Перепечатайте без изменений фрагмент приведенных ниже воспоминаний о литературной студии, начиная со слов «Пошли, Господь, свою» и заканчивая словами «по знойной мостовой...».

Текст для изучения ::
---------------

Мы приходили сюда каждую неделю - в эту небольшую, уютную комнату, обшитую дубовыми панелями, с мягким диваном, камином, с бюстом Льва Толстого за работой. Мы были жизнерадостны и веселы, делились новостями и свежими шутками. О том, что происходит дома, о ночных арестах, об исчезновении близких мы не говорили. Потом кто-нибудь читал свое новое сочинение, мы обсуждали его, а Вера Васильевна выносила окончательный приговор. Часто встречи наши затягивались, и я провожал ее до метро. И так продолжалось все эти годы, и на всем их протяжении я оставался бессменным старостой нашей группы. Избран я был на эту должность на первом же заседании; почему-то меня всегда, позднее - во всех туристских походах по Кавказу или Карпатам, выбирали старостой: вероятно, на моем лице написано, что я добросовестно отношусь к делу и, к тому же, безотказен, ведь люди всегда стремятся спихнуть обременительные обязанности на кого-нибудь другого. Где они теперь, мои друзья тех лет? Алик Осипов стал журналистом, Марк Магидсон - юристом, Владимир Гантман сделал карьеру во внешнеторговом ведомстве, Борис Утевский погиб на фронте... Что стало с другими - не знаю, после войны пути наши разошлись. Дольше всех продолжал я дружить с Аликом Осиповым, но со временем и эта дружба как-то сама собою иссякла. Еще во время войны, когда мы жили в эвакуации - я на Алтае, Алик с матерью где-то в Сибири, - я часто получал от него письма. Каждое письмо заканчивалось стихотворением - мы обмени вались стихами, которые чем-то запали в душу. Однажды он прислал мне стихотворение Тютчева, оно было созвучно его настроению:

                                Пошли, Господь, свою отраду

                                Тому, кто жизненной тропой,

                                Как бедный нищий, мимо саду

                                Бредет по знойной мостовой...

И эти письма тоже исчезли в печах Лубянки.

Литературная студия собрала в своих стенах, быть может, самых талантливых, самых ярких подростков. Каждый мечтал о блестящем будущем и "носил в своем ранце жезл маршала", - как говаривал о своих солдатах Наполеон. И в самом деле, я вспоминаю себя в те годы: я был перенасыщен разнообразием интересов, мыслей, замыслов, много читал; я жил полной, содержательной жизнью. Я начал писать цикл исторических новелл, в которых мне хотелось показать столкновение различных, во многом несовместимых культур и цивилизаций как вечное проклятие и движущий нерв истории; так родились рассказы о греках из причерноморских колоний и окружающих их скифах, о столкновении языческого мира с христианским, о князе Святославе и византийском императоре Цимисхии; писал я о Наполеоне, которым увлекался. Мне хотелось, объединив историю и литературу, попытаться проникнуть в таинственный замысел, который движет историей.

---------------

Записанные сведения ::
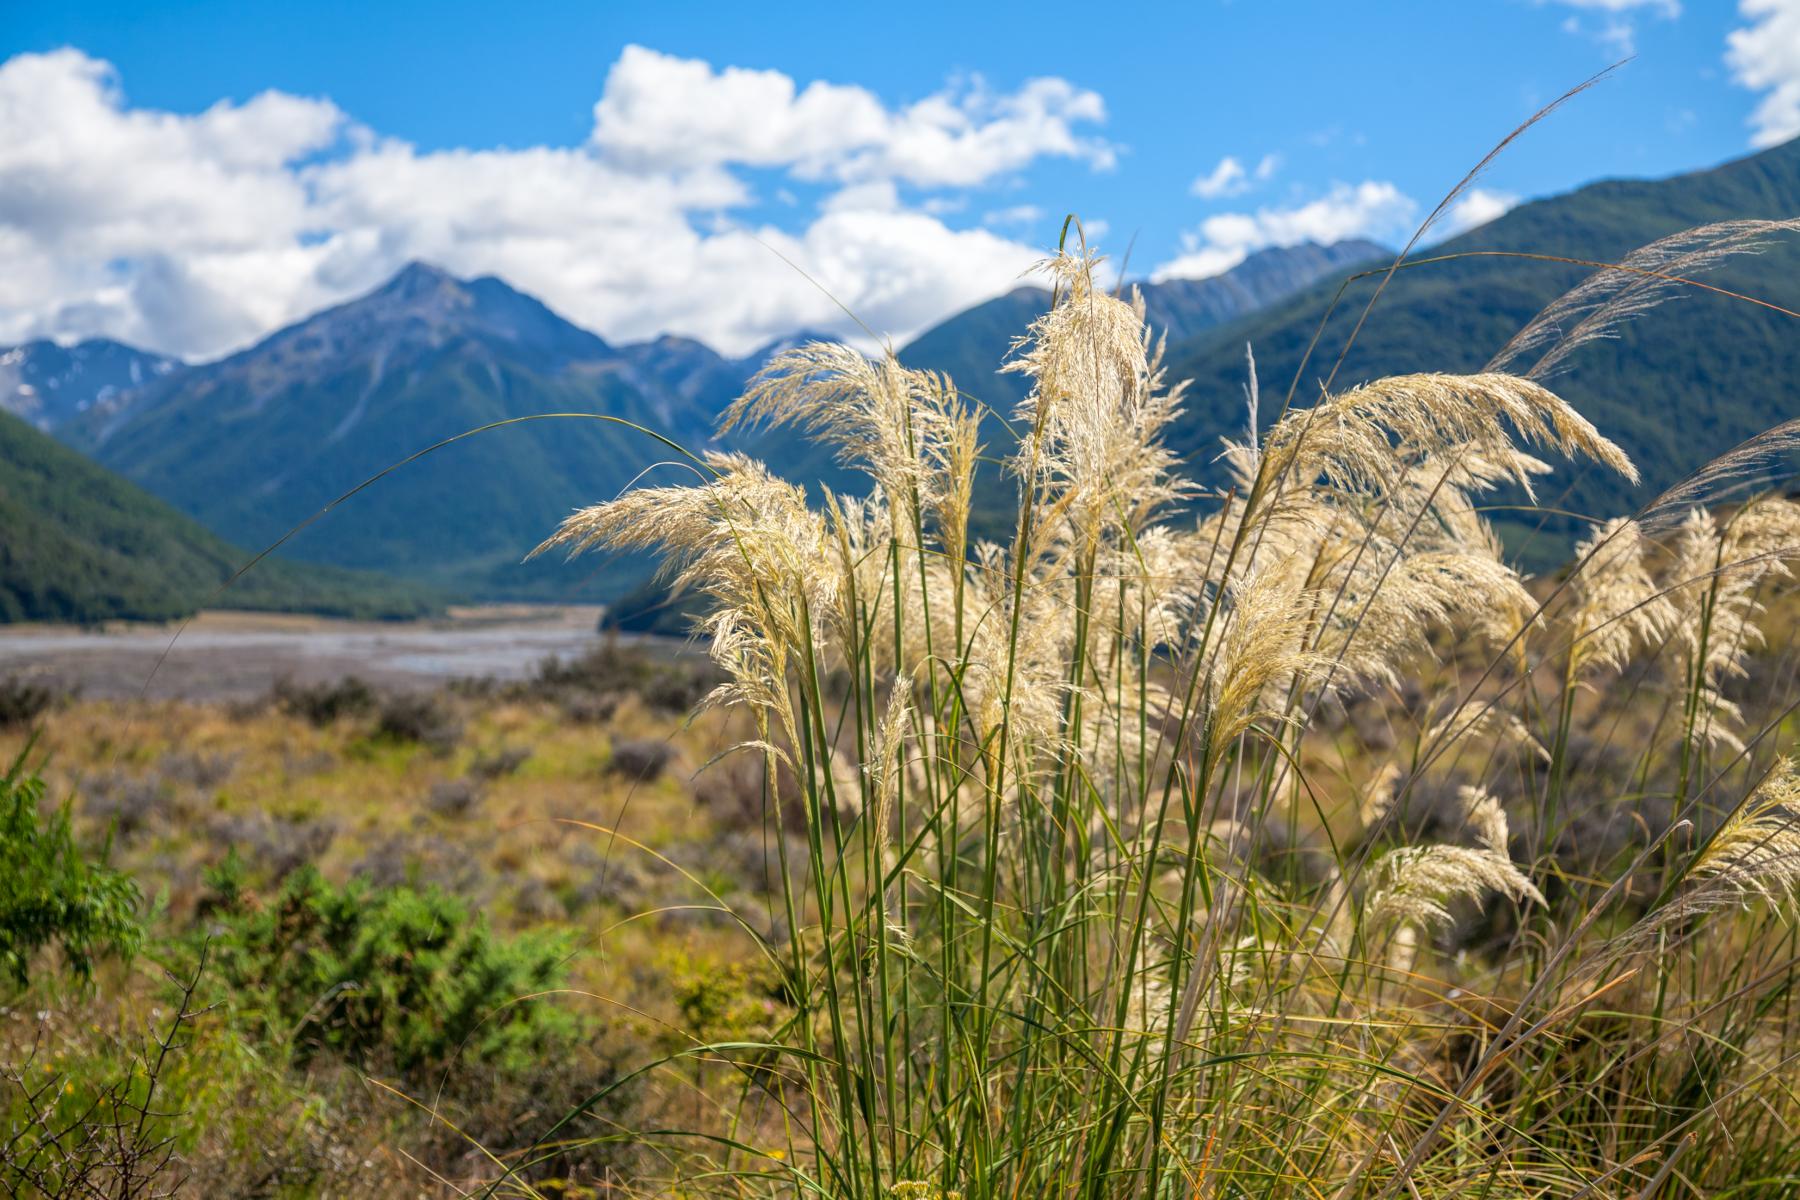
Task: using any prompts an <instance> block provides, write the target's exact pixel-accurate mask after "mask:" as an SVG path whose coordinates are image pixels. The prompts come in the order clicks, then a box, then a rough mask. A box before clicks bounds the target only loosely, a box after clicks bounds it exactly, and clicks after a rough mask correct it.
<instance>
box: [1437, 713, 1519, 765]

---------------

Решение задачи ::
Пошли, Господь, свою отраду

                                Тому, кто жизненной тропой,

                                Как бедный нищий, мимо саду

                                Бредет по знойной мостовой...